## [Prompt]
Please count the lines in this listing that include the string "open", and give only the number.

## [Dataset entries]
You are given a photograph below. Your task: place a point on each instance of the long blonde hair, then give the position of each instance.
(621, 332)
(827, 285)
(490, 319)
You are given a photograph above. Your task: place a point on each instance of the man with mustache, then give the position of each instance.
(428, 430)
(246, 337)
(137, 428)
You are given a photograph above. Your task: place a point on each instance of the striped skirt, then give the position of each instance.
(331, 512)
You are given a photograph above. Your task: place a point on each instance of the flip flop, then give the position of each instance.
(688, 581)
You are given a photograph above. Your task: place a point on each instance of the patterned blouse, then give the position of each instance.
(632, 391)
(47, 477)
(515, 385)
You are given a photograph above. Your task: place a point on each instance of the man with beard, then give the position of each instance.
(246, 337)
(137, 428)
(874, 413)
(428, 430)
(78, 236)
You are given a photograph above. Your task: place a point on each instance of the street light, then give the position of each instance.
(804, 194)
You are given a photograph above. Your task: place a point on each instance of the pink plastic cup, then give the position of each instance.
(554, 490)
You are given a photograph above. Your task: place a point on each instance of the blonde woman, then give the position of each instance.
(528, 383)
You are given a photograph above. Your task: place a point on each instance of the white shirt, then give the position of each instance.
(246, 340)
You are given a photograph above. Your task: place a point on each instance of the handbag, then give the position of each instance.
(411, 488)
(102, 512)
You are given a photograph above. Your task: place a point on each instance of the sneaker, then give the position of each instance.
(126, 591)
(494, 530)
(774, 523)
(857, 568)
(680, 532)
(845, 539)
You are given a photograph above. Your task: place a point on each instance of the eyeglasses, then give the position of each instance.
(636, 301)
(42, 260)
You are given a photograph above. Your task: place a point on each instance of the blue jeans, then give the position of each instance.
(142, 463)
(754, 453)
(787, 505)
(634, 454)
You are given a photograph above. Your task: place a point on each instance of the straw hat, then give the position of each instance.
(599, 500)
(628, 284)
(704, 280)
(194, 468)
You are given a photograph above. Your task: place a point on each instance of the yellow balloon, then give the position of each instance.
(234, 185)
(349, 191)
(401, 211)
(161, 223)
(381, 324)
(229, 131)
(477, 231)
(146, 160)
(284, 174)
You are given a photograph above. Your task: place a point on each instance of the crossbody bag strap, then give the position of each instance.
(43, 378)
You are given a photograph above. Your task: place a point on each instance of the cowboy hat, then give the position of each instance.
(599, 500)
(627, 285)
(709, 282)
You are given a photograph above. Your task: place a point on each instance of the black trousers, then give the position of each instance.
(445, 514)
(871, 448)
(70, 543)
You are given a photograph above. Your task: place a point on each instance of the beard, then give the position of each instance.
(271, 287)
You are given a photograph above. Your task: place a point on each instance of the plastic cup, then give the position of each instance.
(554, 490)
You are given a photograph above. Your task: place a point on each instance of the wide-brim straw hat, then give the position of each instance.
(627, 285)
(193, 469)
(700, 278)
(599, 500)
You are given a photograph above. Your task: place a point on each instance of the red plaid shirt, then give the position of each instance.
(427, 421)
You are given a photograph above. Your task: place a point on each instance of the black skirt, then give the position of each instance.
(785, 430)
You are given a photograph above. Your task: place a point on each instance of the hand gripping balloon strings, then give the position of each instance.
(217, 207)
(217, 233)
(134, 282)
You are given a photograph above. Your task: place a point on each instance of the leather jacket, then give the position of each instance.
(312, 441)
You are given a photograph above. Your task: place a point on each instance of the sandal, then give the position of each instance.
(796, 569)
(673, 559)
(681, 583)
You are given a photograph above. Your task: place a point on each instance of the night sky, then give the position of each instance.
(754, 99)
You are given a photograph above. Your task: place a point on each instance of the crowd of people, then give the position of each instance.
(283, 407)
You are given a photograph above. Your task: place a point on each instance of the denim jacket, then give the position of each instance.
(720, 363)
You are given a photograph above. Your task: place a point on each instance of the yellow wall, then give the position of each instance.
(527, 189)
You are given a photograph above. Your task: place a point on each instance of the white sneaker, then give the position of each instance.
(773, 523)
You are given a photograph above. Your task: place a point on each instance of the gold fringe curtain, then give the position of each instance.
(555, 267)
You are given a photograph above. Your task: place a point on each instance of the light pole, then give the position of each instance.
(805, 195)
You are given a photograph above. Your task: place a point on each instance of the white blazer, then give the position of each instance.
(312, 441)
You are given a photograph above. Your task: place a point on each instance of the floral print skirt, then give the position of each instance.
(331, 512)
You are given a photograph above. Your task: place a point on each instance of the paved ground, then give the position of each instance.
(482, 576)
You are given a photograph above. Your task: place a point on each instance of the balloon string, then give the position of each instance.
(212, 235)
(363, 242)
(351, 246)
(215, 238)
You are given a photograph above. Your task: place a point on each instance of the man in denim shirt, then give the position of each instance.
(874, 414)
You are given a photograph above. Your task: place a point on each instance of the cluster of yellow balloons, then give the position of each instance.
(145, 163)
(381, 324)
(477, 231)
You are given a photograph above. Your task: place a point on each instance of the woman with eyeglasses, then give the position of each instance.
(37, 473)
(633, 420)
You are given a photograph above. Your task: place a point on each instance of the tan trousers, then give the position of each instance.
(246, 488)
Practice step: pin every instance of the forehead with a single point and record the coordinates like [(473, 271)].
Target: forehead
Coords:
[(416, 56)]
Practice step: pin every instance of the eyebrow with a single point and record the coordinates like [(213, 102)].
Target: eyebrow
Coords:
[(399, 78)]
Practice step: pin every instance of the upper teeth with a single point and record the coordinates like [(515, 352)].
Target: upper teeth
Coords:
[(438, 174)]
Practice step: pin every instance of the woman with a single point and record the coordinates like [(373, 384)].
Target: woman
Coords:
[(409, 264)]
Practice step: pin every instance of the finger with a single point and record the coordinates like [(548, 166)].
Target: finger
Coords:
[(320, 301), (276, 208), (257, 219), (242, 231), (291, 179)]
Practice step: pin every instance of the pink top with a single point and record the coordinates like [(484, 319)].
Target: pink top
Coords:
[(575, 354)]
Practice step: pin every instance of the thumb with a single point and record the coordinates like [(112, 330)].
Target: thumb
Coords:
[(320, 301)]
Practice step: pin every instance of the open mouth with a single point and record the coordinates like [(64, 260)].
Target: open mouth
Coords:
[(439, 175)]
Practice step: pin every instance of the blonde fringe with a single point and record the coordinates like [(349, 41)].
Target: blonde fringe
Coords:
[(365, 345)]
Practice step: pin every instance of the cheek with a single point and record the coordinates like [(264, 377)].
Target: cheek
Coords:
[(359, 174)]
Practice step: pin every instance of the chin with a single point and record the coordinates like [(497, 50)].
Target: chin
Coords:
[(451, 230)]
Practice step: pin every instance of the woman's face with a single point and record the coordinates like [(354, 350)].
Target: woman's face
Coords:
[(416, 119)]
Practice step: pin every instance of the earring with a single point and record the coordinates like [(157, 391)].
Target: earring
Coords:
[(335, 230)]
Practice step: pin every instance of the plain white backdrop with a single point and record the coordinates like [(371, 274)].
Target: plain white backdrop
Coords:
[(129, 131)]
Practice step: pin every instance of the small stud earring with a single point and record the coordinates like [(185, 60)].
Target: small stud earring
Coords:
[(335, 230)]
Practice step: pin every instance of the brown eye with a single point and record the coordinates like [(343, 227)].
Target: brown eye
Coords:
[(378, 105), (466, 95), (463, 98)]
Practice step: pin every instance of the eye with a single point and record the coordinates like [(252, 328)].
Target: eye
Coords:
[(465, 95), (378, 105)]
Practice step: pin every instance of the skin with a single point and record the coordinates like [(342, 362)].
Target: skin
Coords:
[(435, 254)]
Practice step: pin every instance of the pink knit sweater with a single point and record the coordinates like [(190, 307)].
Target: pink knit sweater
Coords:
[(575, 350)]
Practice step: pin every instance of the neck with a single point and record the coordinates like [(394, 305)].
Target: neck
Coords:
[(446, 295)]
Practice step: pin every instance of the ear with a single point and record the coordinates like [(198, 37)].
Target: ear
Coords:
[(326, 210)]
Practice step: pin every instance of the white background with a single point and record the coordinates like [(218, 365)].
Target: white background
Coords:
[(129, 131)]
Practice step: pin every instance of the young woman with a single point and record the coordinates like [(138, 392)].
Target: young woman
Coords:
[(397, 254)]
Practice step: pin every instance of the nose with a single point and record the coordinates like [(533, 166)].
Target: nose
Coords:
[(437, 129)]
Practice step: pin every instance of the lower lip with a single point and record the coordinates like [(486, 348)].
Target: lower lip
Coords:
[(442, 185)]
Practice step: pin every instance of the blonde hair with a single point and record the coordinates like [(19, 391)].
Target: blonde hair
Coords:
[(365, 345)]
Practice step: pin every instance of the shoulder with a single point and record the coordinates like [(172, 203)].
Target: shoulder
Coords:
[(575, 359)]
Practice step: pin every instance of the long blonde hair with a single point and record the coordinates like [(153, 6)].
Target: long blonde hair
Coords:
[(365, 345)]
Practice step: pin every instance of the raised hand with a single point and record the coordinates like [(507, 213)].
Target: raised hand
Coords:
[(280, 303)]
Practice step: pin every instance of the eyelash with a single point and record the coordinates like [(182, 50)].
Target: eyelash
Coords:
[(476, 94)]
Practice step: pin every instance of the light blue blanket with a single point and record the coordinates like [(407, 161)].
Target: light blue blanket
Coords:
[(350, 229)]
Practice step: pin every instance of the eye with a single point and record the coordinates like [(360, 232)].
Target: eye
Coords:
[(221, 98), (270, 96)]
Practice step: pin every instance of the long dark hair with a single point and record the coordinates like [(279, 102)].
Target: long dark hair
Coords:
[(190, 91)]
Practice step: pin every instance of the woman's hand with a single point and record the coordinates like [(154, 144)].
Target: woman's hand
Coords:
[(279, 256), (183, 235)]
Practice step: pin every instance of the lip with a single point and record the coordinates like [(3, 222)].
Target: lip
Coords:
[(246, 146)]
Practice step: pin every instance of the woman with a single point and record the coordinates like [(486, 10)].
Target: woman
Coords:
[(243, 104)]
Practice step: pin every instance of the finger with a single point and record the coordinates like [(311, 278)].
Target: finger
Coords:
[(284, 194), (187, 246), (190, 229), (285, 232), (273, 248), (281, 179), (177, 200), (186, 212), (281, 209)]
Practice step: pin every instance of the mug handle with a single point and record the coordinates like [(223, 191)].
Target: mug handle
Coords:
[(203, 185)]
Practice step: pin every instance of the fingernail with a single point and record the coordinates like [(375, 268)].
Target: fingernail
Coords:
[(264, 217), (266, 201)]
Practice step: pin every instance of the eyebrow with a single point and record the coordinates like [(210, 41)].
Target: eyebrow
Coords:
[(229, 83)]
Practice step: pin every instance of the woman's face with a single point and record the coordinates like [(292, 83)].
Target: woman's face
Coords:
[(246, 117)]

## [Written answer]
2